Short problem
Return every line of the material below that contains the word "sweater".

Excerpts from point annotation data

↓

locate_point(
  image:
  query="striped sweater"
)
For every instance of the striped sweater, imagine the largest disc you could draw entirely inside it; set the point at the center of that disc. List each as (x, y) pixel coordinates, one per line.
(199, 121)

↑

Complete response
  query="striped sweater"
For every instance of the striped sweater, imagine the largest disc you could draw entirely inside it; set the point at the center of that disc. List each as (x, y) pixel coordinates, one per line.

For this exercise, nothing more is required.